For more than seven months, the Florida Department of Health has released updates on the state’s coronavirus-related caseloads and deaths every 24 hours. But state officials have begun discussing when and if they’ll scale back on those daily reports.

State officials said they have no immediate plans to make changes to the daily coronavirus reports, a spokesperson for Gov. Ron DeSantis told the Tampa Bay Times Wednesday, but they have talked about reducing them and what the timing of that would look like.

“The issue has been raised as something to start thinking about timing wise but these news stories have blown it way out of proportion,” Fred Piccolo said in an email regarding other news reports about the issue.

Another DeSantis spokesperson, Cody McCloud, told the media group NewsNation that the decision was being considered because to generate those reports, the health department must keep staff on 24 hours a day.

When asked what the criteria would look like for if and when the state reduced its daily reports, Piccolo said the discussions “haven’t even gotten that far.” This potential move comes weeks after DeSantis announced Florida would be moving into Phase 3 of reopening, where businesses no longer have any capacity restrictions.

The health department has tracked coronavirus data from all 67 counties nearly every day since March, except for one day when they received an influx of backlogged tests from a private laboratory.

Dr. Marissa Levine, a professor of public health and family medicine at the University of South Florida, said scaling back coronavirus reporting would undermine public trust.

“The more transparent you are, the more people can trust what’s happening and that there’s not a strong political influence to decision making,” she said.

When you lose the trust of the public and send mixed messages, it prevents the community from coming together to curb the spread of disease, Levine said.

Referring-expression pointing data
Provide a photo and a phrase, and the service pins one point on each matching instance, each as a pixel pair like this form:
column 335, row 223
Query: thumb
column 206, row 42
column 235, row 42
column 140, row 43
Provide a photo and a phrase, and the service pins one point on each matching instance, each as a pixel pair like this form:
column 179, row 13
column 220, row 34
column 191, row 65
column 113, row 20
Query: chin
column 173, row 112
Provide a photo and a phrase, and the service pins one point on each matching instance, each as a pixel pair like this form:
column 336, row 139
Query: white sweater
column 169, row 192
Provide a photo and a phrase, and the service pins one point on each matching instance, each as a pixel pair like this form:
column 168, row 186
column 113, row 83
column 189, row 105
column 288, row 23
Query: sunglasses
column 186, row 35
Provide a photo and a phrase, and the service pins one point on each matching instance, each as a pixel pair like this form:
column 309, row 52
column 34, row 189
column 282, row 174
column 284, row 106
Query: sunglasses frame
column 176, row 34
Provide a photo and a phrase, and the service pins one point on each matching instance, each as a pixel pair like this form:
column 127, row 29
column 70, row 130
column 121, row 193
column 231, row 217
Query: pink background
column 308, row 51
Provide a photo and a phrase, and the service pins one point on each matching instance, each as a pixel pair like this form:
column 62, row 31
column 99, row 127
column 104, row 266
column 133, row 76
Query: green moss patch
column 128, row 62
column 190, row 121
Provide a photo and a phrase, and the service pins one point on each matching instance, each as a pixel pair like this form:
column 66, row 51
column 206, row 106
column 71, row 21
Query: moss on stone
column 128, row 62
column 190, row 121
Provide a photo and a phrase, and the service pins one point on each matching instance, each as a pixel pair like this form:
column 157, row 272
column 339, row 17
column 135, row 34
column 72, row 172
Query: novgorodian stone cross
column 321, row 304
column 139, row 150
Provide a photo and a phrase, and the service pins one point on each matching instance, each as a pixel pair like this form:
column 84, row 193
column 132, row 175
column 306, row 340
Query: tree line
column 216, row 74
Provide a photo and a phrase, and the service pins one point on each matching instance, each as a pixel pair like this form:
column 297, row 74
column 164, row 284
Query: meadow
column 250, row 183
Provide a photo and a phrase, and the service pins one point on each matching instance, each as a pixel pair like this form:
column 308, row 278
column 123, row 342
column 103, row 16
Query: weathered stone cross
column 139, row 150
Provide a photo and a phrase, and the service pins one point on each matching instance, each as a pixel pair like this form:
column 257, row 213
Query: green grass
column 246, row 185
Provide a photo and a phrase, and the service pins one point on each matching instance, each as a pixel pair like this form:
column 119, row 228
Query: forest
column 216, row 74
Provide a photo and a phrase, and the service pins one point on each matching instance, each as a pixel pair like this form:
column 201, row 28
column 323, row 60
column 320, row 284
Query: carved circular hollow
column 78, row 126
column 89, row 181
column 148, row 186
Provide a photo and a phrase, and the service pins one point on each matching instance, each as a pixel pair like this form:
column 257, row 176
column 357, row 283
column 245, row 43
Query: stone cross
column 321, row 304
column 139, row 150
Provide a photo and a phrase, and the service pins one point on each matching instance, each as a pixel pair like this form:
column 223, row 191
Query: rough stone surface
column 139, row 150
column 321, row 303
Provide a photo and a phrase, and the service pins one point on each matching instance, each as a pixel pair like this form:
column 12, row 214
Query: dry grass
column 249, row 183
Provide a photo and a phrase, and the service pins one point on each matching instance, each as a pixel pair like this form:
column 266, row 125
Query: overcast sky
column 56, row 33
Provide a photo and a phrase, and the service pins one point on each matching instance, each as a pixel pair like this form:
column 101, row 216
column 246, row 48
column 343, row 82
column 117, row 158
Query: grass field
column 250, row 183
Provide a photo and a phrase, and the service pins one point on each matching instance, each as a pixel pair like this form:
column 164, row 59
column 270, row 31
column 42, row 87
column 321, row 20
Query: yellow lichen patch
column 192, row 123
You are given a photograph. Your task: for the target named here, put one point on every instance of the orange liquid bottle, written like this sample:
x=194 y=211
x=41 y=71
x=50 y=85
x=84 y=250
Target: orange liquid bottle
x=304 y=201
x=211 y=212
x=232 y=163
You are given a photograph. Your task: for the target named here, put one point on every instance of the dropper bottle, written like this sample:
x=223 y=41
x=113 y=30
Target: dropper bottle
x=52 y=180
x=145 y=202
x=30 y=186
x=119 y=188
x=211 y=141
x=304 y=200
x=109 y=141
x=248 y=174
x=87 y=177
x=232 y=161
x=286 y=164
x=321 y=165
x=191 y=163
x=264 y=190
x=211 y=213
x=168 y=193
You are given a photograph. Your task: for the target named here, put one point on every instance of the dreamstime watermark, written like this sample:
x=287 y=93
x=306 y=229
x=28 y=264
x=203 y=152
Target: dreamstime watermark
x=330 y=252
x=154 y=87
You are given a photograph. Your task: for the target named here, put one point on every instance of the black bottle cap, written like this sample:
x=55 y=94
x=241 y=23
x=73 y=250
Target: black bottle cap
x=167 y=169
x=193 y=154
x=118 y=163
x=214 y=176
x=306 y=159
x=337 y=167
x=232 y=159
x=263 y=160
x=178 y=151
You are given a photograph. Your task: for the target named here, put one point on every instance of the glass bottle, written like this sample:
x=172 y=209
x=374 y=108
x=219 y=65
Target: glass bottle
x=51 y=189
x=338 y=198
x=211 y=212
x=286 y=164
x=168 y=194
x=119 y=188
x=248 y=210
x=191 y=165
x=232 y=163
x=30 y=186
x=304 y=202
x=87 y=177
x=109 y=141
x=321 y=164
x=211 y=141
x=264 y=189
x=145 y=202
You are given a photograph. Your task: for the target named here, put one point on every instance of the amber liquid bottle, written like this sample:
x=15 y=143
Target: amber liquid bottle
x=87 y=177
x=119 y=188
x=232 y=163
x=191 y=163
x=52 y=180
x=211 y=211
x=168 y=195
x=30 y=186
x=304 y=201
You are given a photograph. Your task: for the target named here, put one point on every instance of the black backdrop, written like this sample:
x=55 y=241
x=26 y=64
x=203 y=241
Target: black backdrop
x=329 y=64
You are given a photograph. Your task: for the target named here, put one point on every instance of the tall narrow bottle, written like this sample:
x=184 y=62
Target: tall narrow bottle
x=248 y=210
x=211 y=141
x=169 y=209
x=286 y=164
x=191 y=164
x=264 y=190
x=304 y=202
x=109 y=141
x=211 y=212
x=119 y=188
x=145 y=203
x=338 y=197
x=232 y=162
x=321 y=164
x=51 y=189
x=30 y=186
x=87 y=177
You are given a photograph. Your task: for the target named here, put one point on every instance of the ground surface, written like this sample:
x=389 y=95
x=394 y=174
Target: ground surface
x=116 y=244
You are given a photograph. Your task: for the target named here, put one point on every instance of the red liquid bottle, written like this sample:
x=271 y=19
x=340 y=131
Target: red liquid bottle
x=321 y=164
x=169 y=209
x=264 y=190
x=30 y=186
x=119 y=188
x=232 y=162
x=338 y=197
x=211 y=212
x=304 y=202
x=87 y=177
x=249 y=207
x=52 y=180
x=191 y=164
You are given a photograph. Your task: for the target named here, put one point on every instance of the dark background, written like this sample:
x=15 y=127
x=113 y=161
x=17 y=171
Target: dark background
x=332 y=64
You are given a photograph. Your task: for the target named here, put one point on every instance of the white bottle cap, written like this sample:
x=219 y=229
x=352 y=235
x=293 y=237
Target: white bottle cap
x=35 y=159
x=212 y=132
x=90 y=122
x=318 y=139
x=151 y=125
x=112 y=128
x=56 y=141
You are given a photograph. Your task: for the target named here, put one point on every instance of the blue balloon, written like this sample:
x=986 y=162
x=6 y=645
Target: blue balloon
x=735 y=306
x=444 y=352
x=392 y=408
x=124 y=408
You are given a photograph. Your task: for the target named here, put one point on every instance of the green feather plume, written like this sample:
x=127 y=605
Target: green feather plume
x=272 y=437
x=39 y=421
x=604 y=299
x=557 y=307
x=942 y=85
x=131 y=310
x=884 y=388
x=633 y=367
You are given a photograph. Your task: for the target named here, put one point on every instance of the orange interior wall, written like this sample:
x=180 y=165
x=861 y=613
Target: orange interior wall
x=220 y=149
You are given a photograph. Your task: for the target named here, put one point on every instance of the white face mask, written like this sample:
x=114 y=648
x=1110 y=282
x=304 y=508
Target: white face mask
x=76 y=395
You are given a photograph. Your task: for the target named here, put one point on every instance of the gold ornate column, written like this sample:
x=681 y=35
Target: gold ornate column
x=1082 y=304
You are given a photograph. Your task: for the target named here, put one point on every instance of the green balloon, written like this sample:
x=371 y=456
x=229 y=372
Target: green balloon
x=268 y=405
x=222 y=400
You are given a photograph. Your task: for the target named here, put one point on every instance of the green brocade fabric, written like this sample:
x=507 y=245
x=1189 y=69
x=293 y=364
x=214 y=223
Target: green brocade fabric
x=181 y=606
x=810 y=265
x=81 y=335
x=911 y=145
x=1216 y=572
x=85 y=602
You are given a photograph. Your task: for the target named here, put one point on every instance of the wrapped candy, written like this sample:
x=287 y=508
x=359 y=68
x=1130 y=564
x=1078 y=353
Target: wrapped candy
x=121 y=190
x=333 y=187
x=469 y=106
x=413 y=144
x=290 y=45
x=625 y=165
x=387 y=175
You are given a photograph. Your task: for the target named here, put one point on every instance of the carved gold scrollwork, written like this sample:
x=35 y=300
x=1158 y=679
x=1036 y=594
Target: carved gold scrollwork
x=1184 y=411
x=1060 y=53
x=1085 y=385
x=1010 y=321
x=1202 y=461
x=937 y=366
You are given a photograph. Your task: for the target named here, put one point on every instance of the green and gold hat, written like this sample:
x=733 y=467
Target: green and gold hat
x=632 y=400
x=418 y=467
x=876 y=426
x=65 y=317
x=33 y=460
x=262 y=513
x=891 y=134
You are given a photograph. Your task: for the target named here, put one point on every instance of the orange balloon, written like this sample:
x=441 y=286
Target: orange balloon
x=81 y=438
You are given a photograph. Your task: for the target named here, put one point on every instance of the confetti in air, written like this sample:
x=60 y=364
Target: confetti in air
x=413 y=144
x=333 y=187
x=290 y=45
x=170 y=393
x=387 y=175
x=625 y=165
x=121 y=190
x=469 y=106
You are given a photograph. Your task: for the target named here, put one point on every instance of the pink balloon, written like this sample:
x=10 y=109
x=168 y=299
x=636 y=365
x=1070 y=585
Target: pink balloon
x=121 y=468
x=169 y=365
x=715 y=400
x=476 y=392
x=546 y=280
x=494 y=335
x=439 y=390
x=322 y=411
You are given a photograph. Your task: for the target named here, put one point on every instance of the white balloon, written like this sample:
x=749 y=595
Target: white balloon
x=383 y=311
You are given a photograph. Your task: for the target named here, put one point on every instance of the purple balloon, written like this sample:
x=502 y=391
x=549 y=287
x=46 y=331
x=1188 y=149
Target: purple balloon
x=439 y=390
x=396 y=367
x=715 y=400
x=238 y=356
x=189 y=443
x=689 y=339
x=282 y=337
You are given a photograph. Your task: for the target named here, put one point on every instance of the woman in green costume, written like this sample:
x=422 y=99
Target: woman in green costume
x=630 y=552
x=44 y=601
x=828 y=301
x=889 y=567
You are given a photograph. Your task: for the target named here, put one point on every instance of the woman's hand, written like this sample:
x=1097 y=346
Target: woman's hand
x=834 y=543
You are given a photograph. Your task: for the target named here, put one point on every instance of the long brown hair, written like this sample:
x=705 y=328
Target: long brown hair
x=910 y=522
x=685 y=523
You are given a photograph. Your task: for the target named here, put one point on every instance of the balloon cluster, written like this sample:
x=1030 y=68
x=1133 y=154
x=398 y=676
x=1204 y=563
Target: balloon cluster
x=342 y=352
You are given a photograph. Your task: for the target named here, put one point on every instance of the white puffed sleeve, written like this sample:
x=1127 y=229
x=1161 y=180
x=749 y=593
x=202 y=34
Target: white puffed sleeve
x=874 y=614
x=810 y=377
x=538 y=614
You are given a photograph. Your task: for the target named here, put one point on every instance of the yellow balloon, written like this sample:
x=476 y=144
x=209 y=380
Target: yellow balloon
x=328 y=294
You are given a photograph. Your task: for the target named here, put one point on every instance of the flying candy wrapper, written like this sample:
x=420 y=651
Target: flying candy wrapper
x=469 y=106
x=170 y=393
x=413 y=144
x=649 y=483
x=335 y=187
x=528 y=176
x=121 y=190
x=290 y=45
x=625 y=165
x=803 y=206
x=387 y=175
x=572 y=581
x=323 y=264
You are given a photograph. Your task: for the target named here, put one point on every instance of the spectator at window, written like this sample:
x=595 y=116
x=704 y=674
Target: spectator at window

--- Task A ---
Could you reproduce, word for word, the part of the article on Florida's daily coronavirus reports from "State officials said" up to and including "hours a day."?
--- Task B ---
How would the article on Florida's daily coronavirus reports go on? Write what follows its last sentence.

--- Expected output A ---
State officials said they have no immediate plans to make changes to the daily coronavirus reports, a spokesperson for Gov. Ron DeSantis told the Tampa Bay Times Wednesday, but they have talked about reducing them and what the timing of that would look like.

“The issue has been raised as something to start thinking about timing wise but these news stories have blown it way out of proportion,” Fred Piccolo said in an email regarding other news reports about the issue.

Another DeSantis spokesperson, Cody McCloud, told the media group NewsNation that the decision was being considered because to generate those reports, the health department must keep staff on 24 hours a day.

--- Expected output B ---
Local leaders rely on the state’s coronavirus information to make decisions about in-person schooling and other matters. Reducing the availability of that information would put them at a disadvantage, she said.

A surveillance system is a critical public health function, Levine said, which informs people on how to safely respond to the spread of disease. It’s vital not just for doctors and state leaders, but also for ordinary people making decisions, Levine said.

She said the focus should be on building the reporting infrastructure so it can last into the future, whereas changing it now - in the middle of a pandemic - sends the wrong message to the public.

“It gives a message that this is no longer a high-priority issue,” Levine said.

Dr. Fred Southwick, a professor of medicine at the University of Florida, said data reporting shouldn’t be scaled back until there is significant control of the virus. Florida is far from that - a good metric for control could be only one new case per 100,000 people, he said.

He said reducing the amount and frequency of data would be frustrating for physicians, because then they can’t accurately gauge the risks for a hospitalized patient.

“The basic principle of all public health is it should be available to everyone,” Southwick said. “It is called public health because every individual needs to understand.”